## Stored dataset lines
────────────────────────────────────────
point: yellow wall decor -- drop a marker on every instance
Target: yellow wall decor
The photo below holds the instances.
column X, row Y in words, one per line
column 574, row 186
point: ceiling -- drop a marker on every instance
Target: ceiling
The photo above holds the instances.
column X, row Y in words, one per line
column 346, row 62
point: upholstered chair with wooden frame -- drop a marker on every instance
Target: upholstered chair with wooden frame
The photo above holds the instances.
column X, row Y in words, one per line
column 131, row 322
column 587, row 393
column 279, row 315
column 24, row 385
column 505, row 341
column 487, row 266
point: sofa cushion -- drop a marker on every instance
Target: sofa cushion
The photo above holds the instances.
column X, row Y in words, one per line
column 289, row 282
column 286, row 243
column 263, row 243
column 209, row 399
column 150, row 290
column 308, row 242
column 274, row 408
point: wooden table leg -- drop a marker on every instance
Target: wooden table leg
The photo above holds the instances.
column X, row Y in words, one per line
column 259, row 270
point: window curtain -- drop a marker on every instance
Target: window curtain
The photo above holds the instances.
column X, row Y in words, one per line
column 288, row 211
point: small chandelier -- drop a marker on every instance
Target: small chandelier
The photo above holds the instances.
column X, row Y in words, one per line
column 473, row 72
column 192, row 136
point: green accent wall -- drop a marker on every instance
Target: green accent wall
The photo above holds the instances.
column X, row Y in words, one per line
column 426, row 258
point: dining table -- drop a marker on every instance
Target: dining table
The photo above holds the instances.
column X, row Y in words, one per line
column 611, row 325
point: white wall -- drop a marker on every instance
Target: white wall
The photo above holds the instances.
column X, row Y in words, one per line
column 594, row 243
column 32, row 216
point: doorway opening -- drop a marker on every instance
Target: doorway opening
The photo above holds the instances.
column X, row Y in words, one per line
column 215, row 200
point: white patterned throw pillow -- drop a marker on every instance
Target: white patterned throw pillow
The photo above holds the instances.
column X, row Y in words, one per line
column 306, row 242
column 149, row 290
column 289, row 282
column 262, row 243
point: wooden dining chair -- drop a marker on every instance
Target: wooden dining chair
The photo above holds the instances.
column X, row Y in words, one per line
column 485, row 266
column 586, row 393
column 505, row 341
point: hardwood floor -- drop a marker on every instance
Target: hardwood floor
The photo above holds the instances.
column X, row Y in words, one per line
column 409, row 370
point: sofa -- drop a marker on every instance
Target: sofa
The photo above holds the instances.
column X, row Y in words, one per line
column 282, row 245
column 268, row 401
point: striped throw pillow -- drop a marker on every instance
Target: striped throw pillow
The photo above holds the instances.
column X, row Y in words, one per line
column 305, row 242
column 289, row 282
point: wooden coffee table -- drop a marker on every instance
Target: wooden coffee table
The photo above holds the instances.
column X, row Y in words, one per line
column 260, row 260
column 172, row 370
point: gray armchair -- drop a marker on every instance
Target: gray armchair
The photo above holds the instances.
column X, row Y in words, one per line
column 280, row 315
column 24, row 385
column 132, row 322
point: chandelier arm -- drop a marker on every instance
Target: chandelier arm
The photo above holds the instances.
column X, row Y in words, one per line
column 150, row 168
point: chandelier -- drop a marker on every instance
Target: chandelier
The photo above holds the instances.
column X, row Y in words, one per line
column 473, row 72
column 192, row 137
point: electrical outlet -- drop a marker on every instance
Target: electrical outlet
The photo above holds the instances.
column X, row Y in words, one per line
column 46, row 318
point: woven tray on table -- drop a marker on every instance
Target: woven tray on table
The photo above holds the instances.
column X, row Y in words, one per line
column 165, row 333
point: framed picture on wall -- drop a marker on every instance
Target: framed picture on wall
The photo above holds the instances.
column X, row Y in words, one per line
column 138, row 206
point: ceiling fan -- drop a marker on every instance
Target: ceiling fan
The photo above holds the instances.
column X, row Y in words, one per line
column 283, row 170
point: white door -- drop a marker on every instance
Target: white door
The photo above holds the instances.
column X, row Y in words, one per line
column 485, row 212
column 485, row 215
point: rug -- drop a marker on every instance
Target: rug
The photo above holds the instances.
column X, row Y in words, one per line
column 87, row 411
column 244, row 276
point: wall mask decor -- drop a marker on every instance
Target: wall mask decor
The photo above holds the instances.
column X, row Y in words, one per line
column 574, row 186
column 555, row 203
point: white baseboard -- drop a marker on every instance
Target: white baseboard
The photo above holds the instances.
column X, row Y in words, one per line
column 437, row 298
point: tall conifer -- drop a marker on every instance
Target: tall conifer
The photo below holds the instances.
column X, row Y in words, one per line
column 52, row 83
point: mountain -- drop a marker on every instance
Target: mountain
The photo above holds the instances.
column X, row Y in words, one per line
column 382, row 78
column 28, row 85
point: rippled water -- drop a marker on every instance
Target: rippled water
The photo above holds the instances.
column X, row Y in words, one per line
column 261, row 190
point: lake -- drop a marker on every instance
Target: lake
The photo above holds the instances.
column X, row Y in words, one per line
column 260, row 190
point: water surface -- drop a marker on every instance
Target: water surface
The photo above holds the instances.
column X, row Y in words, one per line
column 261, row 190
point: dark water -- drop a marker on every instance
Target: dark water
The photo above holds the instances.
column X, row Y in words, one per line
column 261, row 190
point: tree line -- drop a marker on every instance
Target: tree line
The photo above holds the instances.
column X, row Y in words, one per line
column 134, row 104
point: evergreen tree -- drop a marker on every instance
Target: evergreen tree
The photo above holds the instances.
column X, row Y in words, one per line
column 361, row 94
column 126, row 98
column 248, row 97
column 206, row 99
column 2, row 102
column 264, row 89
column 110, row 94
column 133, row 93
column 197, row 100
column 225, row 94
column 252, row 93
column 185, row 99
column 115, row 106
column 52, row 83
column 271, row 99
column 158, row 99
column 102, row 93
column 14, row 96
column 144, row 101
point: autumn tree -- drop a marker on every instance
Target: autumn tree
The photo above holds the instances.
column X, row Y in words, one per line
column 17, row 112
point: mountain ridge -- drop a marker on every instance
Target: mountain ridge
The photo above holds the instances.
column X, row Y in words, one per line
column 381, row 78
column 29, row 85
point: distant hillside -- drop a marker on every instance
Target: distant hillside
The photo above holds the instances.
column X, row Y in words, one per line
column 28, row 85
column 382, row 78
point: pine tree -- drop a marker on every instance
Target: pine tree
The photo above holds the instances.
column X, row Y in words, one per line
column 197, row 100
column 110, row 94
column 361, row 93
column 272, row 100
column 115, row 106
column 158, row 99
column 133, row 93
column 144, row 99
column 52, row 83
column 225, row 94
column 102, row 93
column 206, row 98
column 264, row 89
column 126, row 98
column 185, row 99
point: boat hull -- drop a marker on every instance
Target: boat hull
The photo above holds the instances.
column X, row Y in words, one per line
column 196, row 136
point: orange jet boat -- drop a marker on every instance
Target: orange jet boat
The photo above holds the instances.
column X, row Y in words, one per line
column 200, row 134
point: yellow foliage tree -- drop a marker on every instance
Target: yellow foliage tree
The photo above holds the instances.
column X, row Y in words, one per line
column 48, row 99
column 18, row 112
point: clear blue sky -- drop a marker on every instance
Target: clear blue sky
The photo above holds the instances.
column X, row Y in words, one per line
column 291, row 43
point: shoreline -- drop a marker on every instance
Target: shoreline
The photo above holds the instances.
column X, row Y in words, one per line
────────────────────────────────────────
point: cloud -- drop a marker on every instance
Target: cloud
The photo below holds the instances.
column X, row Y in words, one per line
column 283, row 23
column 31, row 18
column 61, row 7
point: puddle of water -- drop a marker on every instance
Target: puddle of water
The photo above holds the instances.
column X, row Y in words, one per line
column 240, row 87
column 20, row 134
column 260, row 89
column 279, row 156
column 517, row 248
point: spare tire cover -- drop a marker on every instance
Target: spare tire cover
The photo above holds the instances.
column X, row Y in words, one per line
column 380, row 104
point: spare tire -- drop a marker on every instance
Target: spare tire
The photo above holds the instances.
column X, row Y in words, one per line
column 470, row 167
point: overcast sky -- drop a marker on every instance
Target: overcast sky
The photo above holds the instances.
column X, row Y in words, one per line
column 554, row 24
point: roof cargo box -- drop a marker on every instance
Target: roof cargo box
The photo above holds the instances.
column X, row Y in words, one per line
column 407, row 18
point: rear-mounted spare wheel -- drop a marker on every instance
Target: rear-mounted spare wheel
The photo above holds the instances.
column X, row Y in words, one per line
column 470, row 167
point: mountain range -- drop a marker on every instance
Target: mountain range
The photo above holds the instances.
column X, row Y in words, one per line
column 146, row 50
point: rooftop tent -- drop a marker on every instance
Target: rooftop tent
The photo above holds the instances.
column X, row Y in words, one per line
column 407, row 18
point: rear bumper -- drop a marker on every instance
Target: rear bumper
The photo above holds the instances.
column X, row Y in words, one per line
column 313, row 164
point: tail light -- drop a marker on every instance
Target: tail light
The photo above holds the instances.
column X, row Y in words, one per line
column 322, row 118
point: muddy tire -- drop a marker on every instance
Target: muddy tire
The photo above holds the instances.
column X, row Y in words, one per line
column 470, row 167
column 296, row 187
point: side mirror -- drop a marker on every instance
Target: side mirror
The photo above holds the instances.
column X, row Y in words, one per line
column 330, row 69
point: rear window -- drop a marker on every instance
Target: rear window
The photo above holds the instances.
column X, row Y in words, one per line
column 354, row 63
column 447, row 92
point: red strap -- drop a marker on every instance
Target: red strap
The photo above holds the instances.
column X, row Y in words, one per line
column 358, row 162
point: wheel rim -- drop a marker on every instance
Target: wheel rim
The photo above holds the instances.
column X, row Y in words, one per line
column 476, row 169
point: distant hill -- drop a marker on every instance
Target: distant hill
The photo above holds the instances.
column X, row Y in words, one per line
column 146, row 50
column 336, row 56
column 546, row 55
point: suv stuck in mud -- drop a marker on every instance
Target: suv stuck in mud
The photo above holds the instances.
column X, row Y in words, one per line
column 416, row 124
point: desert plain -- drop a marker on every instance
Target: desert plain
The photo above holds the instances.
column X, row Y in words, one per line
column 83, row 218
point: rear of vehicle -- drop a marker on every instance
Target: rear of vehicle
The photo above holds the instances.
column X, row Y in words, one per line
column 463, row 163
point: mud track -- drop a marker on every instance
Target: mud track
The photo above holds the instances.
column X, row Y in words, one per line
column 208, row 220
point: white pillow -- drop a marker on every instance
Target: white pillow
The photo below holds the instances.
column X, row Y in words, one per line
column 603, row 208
────────────────────────────────────────
## TASK DESCRIPTION
Give everything from the line containing "point: wooden table" down to the line containing "column 409, row 370", both included, as a two-column CSV with the headers text and answer. Use one row for each text and its answer, with each value in a single quoted field and line breaks replaced by spaces.

## TASK ANSWER
text,answer
"point: wooden table leg -- drop a marker on every instance Target: wooden table leg The photo above holds the instances. column X, row Y in words, one per line","column 259, row 270"
"point: window curtain -- drop a marker on every instance Target: window curtain The photo above holds the instances. column X, row Y in words, one per line","column 288, row 211"
"point: small chandelier -- drop a marker on every instance Target: small chandelier The photo above holds the instances. column X, row Y in words, one per line","column 473, row 72 column 192, row 136"
"point: green accent wall -- drop a marker on every instance Target: green accent wall The photo above holds the instances. column X, row Y in words, one per line","column 426, row 258"
"point: dining table -- drop a marker on every instance Target: dining table The photo above holds the instances. column X, row Y in words, one per line","column 611, row 325"
"point: white wall -- drop a marker on every instance Target: white wall The photo above holds the instances. column X, row Y in words, one per line","column 594, row 243 column 32, row 216"
"point: doorway opening -- drop a marker on every instance Target: doorway opening The photo above holds the instances. column X, row Y in words, one per line","column 215, row 200"
"point: white patterned throw pillow -- drop a marker on every instance Target: white patterned throw pillow The photo above holds the instances. column X, row Y in words, one per line","column 306, row 242 column 149, row 290 column 289, row 282 column 262, row 243"
"point: wooden dining chair -- drop a marker on every instance Target: wooden dining chair The photo above holds the instances. column X, row Y in words, one per line","column 485, row 266 column 586, row 393 column 505, row 341"
"point: hardwood floor -- drop a marker on every instance Target: hardwood floor The photo above holds the instances. column X, row Y in words, one per line","column 409, row 370"